==== READING PASSAGE ====
Alanis Morissette did not identify her alleged abusers but says she did ask for help. “I did tell a few people and it kind of fell on deaf ears. It would usually be a stand-up, walk-out-of-the-room moment. … You know, a lot of people say ‘why did that woman wait 30 years [to report rape]?’ And I’m like, f*ck off. They don’t wait 30 years. No one was listening or their livelihood was threatened or their family was threatened. The whole ‘why do women wait’ thing? Women don’t wait. Our culture doesn’t listen.”
Then, hours ahead of the film’s premiere on Tuesday night at the Toronto Film Festival, Alanis Morissette criticised the documentary, saying it has a “salacious agenda” and “includes implications and facts that are simply not true.”
In a statement to Deadline, she said; “I agreed to participate in a piece about the celebration of Jagged Little Pill’s 25th anniversary and was interviewed during a very vulnerable time (while in the midst of my third postpartum depression during lockdown). I was lulled into a false sense of security and their salacious agenda became apparent immediately upon my seeing the first cut of the film. This is when I knew our visions were in fact painfully diverged. This was not the story I agreed to tell. I sit here now experiencing the full impact of having trusted someone who did not warrant being trusted. I have chosen not to attend any event around this movie for two reasons: one is that I am on tour right now. The other is that, not unlike many “stories” and unauthorised biographies out there over the years, this one includes implications and facts that are simply not true. While there is beauty and some elements of accuracy in this/my story to be sure – I ultimately won’t be supporting someone else’s reductive take on a story much too nuanced for them to ever grasp or tell.”
==== GIVEN ENTRIES ====
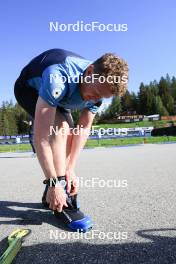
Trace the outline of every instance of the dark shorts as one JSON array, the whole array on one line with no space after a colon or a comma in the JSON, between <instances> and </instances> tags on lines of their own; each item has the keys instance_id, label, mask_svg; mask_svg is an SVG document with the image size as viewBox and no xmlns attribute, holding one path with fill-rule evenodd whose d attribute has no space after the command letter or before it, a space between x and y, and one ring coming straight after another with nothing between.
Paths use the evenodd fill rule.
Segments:
<instances>
[{"instance_id":1,"label":"dark shorts","mask_svg":"<svg viewBox=\"0 0 176 264\"><path fill-rule=\"evenodd\" d=\"M26 85L25 71L21 72L20 77L15 82L14 94L19 105L34 119L39 95L35 88ZM72 119L71 111L69 109L64 109L58 106L57 111L60 111L66 120Z\"/></svg>"}]
</instances>

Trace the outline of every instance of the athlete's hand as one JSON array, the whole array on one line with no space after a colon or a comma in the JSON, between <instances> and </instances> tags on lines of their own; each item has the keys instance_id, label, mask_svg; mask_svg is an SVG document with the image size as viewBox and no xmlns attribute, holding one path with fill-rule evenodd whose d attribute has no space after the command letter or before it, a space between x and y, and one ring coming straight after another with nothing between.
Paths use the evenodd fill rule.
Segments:
<instances>
[{"instance_id":1,"label":"athlete's hand","mask_svg":"<svg viewBox=\"0 0 176 264\"><path fill-rule=\"evenodd\" d=\"M55 187L49 187L46 195L46 201L49 204L49 208L52 210L62 211L62 207L67 205L66 195L61 185Z\"/></svg>"},{"instance_id":2,"label":"athlete's hand","mask_svg":"<svg viewBox=\"0 0 176 264\"><path fill-rule=\"evenodd\" d=\"M74 170L67 169L66 173L66 181L67 181L67 192L70 194L70 196L73 196L77 194L78 192L78 179L76 177L76 174Z\"/></svg>"}]
</instances>

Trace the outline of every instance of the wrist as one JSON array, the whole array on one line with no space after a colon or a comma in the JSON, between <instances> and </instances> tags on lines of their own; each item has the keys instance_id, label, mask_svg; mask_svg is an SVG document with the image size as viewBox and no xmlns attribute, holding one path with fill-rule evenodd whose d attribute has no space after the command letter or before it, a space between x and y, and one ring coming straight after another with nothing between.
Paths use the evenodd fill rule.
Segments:
<instances>
[{"instance_id":1,"label":"wrist","mask_svg":"<svg viewBox=\"0 0 176 264\"><path fill-rule=\"evenodd\" d=\"M65 176L51 177L43 181L50 188L55 188L57 186L62 186L65 183Z\"/></svg>"}]
</instances>

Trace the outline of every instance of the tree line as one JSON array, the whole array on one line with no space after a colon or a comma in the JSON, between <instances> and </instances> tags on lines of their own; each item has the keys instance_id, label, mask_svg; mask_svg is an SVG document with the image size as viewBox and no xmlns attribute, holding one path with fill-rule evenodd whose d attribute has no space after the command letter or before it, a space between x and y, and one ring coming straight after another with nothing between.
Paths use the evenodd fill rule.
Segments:
<instances>
[{"instance_id":1,"label":"tree line","mask_svg":"<svg viewBox=\"0 0 176 264\"><path fill-rule=\"evenodd\" d=\"M159 114L161 116L176 115L176 78L161 77L145 85L140 84L139 91L129 92L120 99L114 97L107 109L96 115L95 124L108 119L115 119L122 113L136 113L142 115ZM77 122L79 111L73 112ZM12 101L3 101L0 107L0 135L26 134L29 131L30 116Z\"/></svg>"}]
</instances>

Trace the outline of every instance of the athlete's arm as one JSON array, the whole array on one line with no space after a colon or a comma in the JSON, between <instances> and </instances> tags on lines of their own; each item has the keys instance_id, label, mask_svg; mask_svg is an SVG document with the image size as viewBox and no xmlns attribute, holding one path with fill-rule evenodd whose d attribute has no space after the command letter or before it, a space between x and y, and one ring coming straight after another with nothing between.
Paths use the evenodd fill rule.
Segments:
<instances>
[{"instance_id":1,"label":"athlete's arm","mask_svg":"<svg viewBox=\"0 0 176 264\"><path fill-rule=\"evenodd\" d=\"M49 144L50 126L54 124L56 108L38 98L34 120L34 144L46 178L57 177Z\"/></svg>"},{"instance_id":2,"label":"athlete's arm","mask_svg":"<svg viewBox=\"0 0 176 264\"><path fill-rule=\"evenodd\" d=\"M78 121L78 127L81 129L79 135L76 135L77 133L73 135L68 169L74 170L80 150L84 147L89 136L94 117L95 114L88 109L84 109L81 112Z\"/></svg>"}]
</instances>

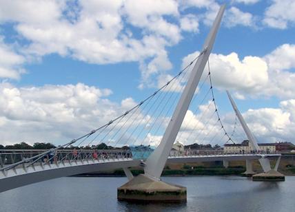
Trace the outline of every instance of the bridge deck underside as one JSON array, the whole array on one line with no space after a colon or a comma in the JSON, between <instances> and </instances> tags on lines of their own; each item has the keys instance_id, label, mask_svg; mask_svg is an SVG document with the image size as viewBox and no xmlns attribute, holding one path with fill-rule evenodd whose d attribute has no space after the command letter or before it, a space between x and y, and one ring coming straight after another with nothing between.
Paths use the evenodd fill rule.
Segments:
<instances>
[{"instance_id":1,"label":"bridge deck underside","mask_svg":"<svg viewBox=\"0 0 295 212\"><path fill-rule=\"evenodd\" d=\"M278 157L281 155L272 154L265 156L267 158ZM169 157L167 163L196 162L218 160L245 160L261 158L261 155L224 155L224 156L195 156ZM114 159L109 160L77 161L61 163L59 165L53 163L43 166L35 165L25 170L17 167L15 170L0 172L0 192L20 187L27 184L70 176L93 171L114 170L125 167L135 167L140 165L140 160L132 158Z\"/></svg>"}]
</instances>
====
* **WRITTEN INSTRUCTION**: Extend the passage on Alanis Morissette's response to the documentary, beginning right after its final sentence.

* **THE RESPONSE**:
The documentary is not the first time Morissette has raised the issue of sexual misconduct in the music industry – she told The Sunday Times last year that “almost every woman in the music industry has been assaulted, harassed, raped. It’s ubiquitous — more in music, even, than film.”
Her statement is also not her first time speaking about her postpartum mental health issues; she spoke with SELF magazine about having postpartum depression after her first two pregnancies, and after the birth of her third child, she told the Table Manners podcast with Jessie and Lennie Ware that she dealt with postpartum depression again then too. “Basically, I’m not myself for two years,” she said. “I think the least amount of time it is is two years, probably more when it isn’t treated. It’s no joke. It’s hard to explain it unless someone has been through it too, it’s hard to put into words.”
Jagged is set to be released in the US via HBO on November 19 and follows Morissette’s life, from Canadian pop singer through to the release of her 1995 album Jagged Little Pill, one of the biggest commercial successes in the music industry which sold 33million copies worldwide.
Photography by @alanis.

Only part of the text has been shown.